# INFORMATION SHOWN:
┌──

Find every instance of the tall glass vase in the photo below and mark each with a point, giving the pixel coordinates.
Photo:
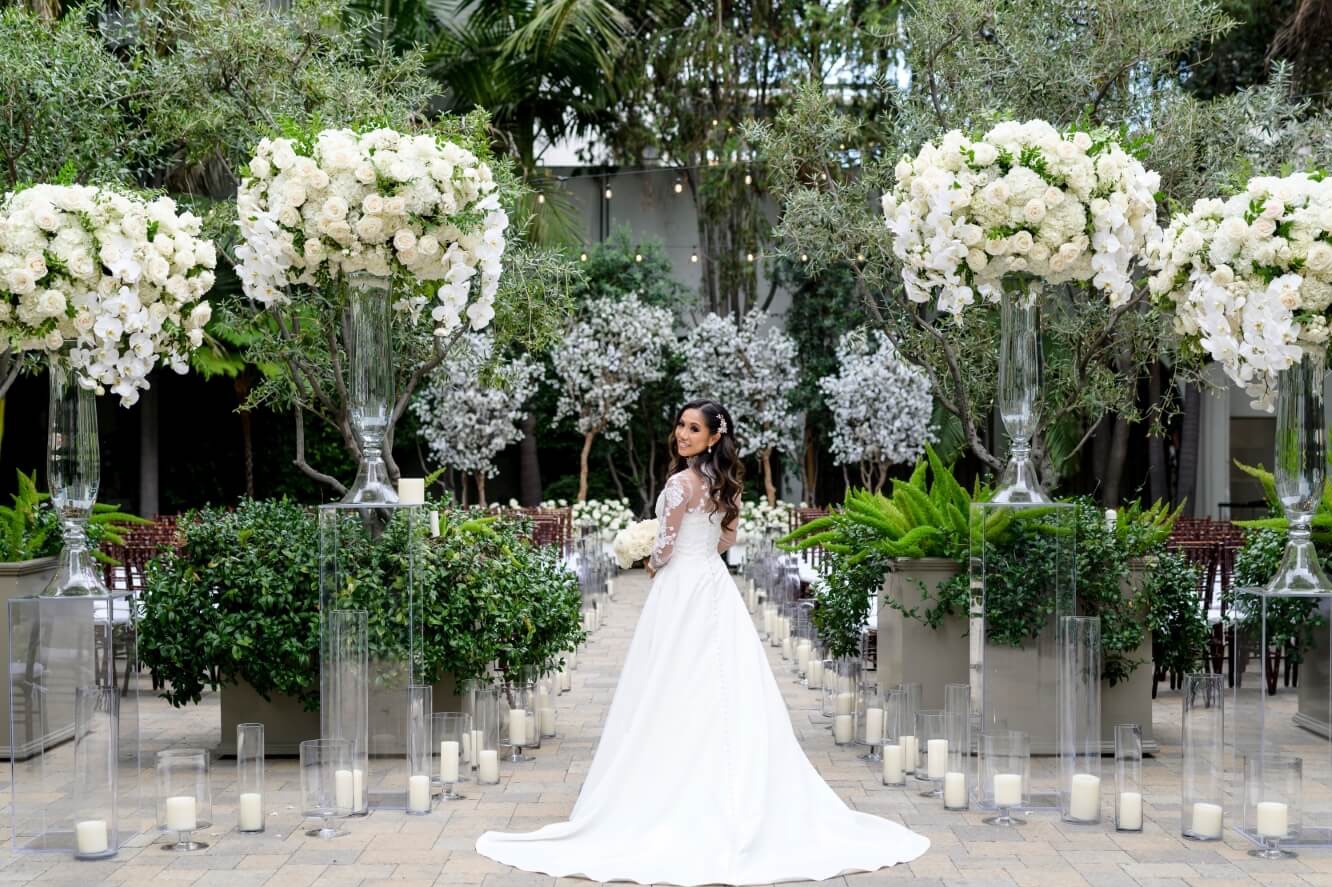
(1300, 470)
(73, 474)
(369, 390)
(1019, 390)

└──

# PROBLEM TO WORK ON:
Format the lines above as a numbered list, omitting blank lines and the pictures.

# SOLUTION TO THIS PROBLEM:
1. Find every instance of the tall glass vase in the photo below and mark each with a point, giving the pixel coordinates.
2. Photo:
3. (1300, 470)
4. (73, 474)
5. (369, 390)
6. (1019, 390)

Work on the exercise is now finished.